TASK DESCRIPTION:
For every line in the records below that contains the word "child", add one to a count, and report only that count.

[Stored data entries]
* * * * * * *
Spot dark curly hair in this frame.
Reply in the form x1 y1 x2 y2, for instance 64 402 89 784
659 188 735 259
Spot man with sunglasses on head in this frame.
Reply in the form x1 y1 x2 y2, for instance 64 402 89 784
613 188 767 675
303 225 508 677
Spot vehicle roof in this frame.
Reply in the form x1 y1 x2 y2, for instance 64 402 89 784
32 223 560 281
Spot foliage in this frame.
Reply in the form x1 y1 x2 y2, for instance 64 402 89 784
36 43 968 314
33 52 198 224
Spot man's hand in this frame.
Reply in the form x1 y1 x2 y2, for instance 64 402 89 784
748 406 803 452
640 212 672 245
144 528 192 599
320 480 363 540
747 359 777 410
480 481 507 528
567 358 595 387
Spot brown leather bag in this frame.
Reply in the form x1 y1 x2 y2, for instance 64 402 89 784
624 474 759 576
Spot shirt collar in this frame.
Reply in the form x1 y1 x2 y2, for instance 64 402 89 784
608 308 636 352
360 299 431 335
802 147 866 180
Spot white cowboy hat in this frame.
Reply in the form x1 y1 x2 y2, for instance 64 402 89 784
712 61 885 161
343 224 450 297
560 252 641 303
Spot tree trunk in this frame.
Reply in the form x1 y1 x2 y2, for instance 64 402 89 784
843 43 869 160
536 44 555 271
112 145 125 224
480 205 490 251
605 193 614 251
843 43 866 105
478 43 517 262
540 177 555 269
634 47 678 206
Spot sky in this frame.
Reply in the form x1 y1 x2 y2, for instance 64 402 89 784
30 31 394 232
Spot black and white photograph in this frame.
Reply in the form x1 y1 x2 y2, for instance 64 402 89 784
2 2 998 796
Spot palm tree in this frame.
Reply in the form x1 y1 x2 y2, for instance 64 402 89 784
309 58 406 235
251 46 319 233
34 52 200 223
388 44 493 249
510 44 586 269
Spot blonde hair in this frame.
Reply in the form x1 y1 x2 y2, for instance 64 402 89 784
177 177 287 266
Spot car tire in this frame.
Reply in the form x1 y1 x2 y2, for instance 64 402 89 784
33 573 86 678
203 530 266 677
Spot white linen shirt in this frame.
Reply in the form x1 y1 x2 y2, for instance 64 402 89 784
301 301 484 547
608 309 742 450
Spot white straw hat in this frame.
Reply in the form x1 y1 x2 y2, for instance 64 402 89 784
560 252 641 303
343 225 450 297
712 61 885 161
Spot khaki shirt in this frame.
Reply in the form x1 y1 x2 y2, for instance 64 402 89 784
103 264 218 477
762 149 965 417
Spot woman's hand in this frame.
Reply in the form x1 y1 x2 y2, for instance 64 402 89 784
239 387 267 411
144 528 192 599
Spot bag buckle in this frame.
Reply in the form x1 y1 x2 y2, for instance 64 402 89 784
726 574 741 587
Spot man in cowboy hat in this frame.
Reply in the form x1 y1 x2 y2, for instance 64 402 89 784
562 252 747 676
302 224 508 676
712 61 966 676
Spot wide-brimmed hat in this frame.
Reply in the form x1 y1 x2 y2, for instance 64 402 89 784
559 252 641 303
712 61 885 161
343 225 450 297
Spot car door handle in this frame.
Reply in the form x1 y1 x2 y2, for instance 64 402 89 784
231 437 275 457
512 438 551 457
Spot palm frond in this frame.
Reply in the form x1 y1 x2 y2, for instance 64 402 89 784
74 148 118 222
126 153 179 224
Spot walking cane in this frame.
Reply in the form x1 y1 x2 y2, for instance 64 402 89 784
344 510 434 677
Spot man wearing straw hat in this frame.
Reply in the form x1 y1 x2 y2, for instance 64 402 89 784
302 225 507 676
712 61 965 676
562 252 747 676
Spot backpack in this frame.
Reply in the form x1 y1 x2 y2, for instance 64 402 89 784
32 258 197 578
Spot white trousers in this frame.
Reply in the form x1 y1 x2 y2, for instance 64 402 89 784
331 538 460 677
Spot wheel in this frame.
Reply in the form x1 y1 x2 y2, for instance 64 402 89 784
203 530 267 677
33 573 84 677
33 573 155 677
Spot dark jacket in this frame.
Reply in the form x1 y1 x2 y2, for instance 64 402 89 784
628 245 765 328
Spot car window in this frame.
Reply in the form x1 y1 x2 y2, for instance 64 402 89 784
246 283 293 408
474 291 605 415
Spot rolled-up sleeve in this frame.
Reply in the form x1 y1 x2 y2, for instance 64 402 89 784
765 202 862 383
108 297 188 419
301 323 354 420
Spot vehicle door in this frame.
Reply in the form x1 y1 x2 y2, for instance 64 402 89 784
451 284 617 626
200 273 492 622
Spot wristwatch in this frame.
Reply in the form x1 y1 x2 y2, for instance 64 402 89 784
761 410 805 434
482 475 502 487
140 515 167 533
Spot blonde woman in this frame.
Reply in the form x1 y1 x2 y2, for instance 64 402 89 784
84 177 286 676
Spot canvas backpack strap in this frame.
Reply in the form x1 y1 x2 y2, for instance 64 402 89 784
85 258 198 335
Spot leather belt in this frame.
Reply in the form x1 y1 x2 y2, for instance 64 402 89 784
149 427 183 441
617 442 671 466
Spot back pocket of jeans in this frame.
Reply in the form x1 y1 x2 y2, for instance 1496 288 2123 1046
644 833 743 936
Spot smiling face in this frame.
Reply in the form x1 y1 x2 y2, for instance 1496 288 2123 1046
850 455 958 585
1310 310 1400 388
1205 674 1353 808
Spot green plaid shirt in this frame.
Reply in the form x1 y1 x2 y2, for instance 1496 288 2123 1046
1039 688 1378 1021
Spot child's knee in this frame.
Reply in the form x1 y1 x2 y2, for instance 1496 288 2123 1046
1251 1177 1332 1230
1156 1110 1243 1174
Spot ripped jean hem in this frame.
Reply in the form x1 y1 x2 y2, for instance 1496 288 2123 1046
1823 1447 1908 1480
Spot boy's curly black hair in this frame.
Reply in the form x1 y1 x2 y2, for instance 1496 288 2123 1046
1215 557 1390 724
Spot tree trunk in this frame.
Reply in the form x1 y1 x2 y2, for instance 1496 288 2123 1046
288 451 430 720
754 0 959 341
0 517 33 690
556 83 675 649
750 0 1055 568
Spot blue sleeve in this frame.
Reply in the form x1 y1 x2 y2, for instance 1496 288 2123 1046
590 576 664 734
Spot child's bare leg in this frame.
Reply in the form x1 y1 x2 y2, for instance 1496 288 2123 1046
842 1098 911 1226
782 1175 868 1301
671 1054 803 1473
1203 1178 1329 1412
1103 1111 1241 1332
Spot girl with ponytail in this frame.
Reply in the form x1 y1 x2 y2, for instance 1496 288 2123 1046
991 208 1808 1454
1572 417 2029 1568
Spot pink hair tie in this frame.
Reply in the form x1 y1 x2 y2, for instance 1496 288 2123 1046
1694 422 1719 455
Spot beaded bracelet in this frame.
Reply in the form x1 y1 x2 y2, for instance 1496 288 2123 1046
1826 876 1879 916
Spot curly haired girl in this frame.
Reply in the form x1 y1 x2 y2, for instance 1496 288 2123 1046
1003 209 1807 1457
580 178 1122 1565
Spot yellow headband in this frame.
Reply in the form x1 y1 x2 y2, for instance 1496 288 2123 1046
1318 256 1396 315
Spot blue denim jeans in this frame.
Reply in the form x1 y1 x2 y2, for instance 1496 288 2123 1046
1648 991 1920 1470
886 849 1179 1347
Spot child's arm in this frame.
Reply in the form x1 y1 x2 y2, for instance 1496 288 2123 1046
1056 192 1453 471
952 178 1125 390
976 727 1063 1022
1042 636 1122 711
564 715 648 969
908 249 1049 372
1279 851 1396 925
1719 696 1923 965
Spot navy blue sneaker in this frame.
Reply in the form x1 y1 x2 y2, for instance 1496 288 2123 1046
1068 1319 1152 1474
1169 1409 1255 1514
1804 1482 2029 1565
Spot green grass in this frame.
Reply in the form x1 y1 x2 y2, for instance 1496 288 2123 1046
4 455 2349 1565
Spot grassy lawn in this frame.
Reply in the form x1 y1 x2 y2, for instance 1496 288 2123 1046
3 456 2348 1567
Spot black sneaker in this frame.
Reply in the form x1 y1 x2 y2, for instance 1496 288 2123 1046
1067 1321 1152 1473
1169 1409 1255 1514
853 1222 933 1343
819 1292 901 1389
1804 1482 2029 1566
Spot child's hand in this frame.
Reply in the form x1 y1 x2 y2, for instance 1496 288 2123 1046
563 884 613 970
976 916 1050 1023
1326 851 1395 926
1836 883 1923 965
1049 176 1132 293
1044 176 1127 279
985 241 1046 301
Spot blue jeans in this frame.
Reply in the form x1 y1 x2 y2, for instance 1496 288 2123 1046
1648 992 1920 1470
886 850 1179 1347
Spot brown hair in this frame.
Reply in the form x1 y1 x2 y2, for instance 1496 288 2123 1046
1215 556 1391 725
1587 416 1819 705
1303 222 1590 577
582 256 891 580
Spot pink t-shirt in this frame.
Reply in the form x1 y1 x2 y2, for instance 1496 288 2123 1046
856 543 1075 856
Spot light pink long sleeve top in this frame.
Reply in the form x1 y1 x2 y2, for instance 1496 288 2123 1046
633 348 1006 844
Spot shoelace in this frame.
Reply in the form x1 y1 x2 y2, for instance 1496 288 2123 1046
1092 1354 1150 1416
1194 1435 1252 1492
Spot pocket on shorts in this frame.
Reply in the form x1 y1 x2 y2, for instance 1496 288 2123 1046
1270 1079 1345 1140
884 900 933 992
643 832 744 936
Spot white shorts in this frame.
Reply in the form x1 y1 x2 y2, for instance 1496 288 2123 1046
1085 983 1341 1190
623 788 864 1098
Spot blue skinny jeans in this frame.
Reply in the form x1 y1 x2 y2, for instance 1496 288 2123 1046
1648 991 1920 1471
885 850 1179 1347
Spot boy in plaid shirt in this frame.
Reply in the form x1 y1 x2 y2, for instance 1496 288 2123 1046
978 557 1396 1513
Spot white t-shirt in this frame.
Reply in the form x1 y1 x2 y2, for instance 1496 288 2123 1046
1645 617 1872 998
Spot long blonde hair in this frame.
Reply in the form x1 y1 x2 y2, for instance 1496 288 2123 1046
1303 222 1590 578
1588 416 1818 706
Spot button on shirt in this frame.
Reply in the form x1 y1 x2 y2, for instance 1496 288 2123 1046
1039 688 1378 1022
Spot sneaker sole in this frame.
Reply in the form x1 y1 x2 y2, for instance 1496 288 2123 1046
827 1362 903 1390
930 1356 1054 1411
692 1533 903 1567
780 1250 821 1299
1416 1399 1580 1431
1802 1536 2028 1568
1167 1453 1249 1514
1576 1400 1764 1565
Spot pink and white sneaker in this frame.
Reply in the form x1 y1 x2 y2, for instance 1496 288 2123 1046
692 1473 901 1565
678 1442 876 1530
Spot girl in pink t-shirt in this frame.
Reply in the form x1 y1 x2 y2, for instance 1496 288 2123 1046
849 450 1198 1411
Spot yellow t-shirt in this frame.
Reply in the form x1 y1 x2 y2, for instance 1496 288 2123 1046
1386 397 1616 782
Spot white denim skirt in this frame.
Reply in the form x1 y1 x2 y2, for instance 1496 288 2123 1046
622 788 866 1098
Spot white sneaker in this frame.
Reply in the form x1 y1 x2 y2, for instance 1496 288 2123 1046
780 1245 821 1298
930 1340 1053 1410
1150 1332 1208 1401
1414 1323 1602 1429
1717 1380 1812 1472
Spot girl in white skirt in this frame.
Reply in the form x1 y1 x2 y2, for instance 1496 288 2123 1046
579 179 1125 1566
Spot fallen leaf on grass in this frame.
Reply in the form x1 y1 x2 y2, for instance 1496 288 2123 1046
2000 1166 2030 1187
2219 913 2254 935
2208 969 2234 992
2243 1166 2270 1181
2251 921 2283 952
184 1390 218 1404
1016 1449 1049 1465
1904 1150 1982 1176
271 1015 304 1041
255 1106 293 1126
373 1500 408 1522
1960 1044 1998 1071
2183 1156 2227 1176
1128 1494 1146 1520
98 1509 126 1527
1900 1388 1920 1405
* * * * * * *
ANSWER SPACE:
4